### [TEXT SHOWN]
Segment Open

The FDA approved Korlym (mifepristone) to control high blood sugar levels (hyperglycemia) in adults with endogenous Cushing’s syndrome who have type 2 diabetes or glucose intolerance and are not candidates for surgery or who have not responded to prior surgery. Korlym should never be used (contraindicated) by pregnant women.
Prior to the FDA’s approval of Korlym, there were no approved medical therapies for the treatment of endogenous Cushing’s syndrome.
Endogenous Cushing’s syndrome is a serious, debilitating and rare multisystem disorder. It is caused by the overproduction of cortisol (a steroid hormone that increases blood sugar levels) by the adrenal glands. This syndrome most commonly affects adults between the ages of 25 and 40. About 5,000 patients will be eligible for Korlym treatment, which received an orphan drug designation by the FDA in 2007.

Segment Closed

### [THE DATA]
Segment Open

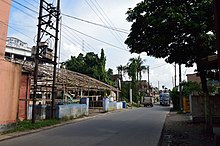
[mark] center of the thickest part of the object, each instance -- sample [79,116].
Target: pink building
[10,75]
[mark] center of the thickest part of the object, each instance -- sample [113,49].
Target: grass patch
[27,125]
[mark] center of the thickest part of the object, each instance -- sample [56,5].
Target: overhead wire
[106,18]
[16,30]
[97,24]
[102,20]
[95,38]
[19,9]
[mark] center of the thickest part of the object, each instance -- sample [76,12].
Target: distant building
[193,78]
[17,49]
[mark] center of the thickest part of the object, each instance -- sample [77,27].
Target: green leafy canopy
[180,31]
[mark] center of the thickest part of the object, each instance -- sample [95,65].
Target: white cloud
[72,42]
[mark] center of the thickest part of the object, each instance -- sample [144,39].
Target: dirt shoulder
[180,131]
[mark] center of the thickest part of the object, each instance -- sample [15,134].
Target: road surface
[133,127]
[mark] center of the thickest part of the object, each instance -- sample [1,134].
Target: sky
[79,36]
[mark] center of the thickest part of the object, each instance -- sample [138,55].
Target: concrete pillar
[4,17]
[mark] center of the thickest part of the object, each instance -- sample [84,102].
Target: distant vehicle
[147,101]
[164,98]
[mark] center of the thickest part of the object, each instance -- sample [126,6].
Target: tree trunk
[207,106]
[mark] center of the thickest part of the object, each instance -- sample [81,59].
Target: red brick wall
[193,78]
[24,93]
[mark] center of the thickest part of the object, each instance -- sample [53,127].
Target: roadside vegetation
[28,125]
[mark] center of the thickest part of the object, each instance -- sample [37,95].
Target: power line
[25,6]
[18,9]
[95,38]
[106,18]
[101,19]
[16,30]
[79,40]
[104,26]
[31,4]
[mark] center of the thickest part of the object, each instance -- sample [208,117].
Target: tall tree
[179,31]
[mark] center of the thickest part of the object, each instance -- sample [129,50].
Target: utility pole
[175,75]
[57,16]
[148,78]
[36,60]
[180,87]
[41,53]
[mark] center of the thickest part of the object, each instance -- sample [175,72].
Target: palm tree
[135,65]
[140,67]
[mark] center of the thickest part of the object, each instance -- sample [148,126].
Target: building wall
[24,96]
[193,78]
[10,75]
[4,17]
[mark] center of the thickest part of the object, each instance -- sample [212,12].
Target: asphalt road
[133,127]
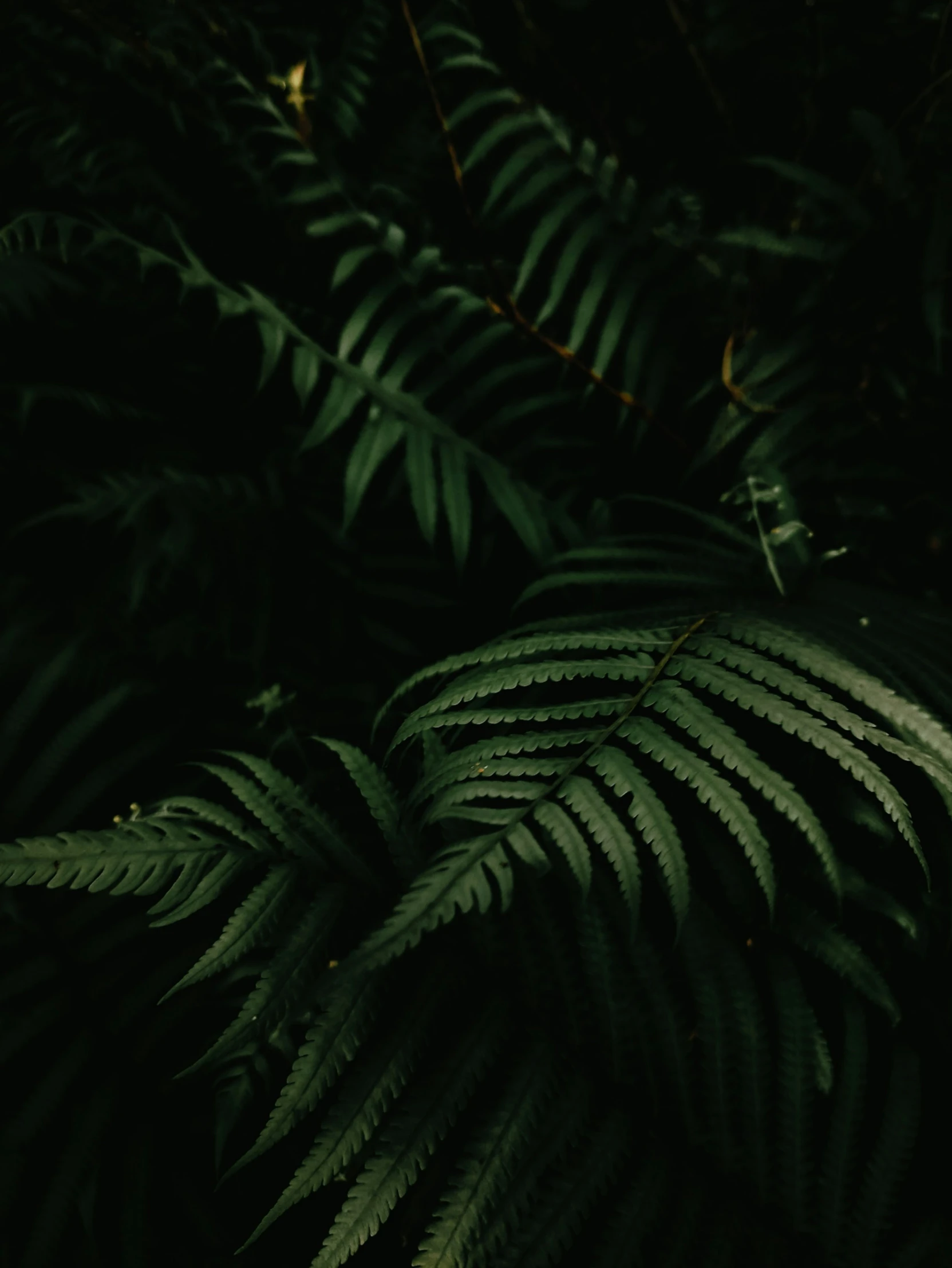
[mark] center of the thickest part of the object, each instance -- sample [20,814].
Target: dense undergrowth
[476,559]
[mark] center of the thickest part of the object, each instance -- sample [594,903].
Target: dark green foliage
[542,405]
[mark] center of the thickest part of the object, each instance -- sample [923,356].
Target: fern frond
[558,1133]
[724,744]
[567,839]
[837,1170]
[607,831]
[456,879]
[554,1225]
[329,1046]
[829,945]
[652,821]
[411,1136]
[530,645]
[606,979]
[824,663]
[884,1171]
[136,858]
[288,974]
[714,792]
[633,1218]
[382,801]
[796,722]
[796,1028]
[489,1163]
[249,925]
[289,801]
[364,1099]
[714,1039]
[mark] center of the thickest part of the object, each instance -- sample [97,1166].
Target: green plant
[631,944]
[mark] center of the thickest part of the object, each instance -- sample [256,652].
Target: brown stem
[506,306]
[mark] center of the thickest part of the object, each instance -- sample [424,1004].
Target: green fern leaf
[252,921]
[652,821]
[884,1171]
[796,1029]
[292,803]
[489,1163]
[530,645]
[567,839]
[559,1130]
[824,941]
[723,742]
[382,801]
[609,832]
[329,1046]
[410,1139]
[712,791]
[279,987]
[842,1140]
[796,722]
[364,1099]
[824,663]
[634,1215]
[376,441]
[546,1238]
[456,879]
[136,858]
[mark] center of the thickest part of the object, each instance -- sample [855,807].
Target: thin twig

Segment Closed
Segment Open

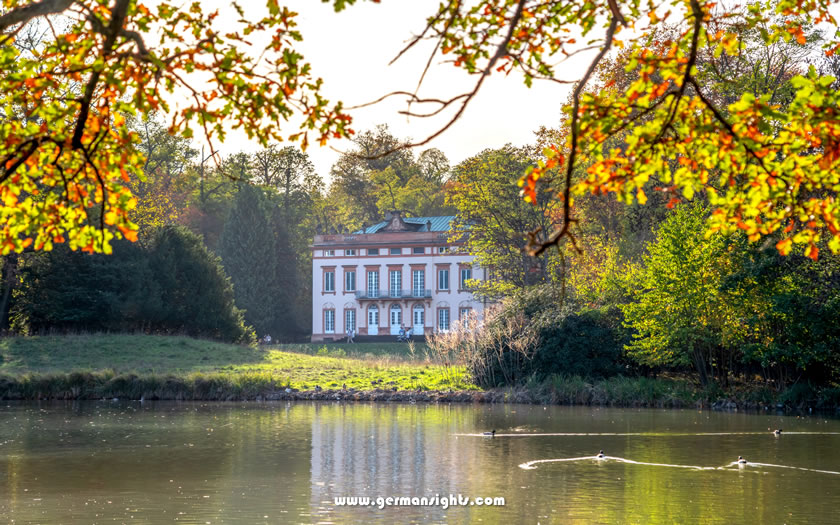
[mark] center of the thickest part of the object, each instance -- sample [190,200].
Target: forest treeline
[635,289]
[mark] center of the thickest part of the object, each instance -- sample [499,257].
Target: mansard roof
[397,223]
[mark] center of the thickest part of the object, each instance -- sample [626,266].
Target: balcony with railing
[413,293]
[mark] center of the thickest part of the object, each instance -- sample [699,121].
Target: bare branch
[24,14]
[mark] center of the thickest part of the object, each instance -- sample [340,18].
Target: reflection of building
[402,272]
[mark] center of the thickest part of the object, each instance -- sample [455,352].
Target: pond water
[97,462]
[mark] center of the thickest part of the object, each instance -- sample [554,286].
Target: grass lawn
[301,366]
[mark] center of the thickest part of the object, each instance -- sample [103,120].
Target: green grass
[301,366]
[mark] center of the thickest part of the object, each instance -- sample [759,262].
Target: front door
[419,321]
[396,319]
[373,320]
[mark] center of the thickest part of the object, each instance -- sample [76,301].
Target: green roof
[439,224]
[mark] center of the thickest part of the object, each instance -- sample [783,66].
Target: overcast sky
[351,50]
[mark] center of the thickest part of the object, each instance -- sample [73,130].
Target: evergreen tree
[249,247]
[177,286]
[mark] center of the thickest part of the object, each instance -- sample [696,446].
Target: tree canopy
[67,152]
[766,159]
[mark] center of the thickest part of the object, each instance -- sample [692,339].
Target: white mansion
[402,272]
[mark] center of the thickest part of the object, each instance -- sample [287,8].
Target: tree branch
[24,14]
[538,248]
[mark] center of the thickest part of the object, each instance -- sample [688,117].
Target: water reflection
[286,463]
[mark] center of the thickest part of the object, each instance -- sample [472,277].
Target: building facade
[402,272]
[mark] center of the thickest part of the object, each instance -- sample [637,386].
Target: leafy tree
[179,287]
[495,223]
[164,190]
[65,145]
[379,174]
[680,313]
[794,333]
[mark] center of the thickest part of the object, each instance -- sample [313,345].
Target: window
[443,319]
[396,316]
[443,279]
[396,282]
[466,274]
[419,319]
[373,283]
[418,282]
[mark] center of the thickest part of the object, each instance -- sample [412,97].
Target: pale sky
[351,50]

Segment Closed
Segment Open

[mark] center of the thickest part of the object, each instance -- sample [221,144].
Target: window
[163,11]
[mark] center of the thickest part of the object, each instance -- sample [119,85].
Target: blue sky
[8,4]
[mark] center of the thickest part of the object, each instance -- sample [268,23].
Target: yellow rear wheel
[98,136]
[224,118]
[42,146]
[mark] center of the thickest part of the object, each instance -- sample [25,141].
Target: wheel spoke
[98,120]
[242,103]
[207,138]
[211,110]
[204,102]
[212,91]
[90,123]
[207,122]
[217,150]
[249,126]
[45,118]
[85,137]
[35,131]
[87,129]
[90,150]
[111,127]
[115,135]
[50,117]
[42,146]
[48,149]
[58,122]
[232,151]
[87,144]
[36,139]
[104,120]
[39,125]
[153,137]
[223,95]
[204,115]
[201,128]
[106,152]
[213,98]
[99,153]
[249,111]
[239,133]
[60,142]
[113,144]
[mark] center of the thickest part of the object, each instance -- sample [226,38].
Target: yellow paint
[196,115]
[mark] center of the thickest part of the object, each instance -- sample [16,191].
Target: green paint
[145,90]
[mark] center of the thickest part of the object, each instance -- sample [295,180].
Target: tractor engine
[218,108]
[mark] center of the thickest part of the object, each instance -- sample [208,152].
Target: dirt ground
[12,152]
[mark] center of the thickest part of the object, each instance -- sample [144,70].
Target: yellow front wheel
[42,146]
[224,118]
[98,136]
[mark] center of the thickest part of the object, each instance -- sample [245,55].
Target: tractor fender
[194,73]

Segment Closed

### [CHECK YOUR UNDERSTANDING]
[a] In the Korlym text, in what year did the FDA give Korlym an orphan drug designation?
[b] Write the next part of the Korlym text, starting after its final sentence.
The records have no connection to the text on Korlym.

### [YOUR RESPONSES]
[a] 2007

[b]
Korlym blocks the binding of cortisol to its receptor. It does not decrease cortisol production but reduces the effects of excess cortisol, such as high blood sugar levels.
The safety and efficacy of Korlym in patients with endogenous Cushing’s syndrome was evaluated in a clinical trial with 50 patients. A separate open-label extension of this trial is ongoing. Additional evidence supporting the agency’s approval included several safety pharmacology studies, drug-drug interaction studies and published scientific literature. Patients experienced significant improvement in blood sugar control during Korlym treatment, including some patients who had marked reductions in their insulin requirements. Improvements in clinical signs and symptoms were reported by some patients.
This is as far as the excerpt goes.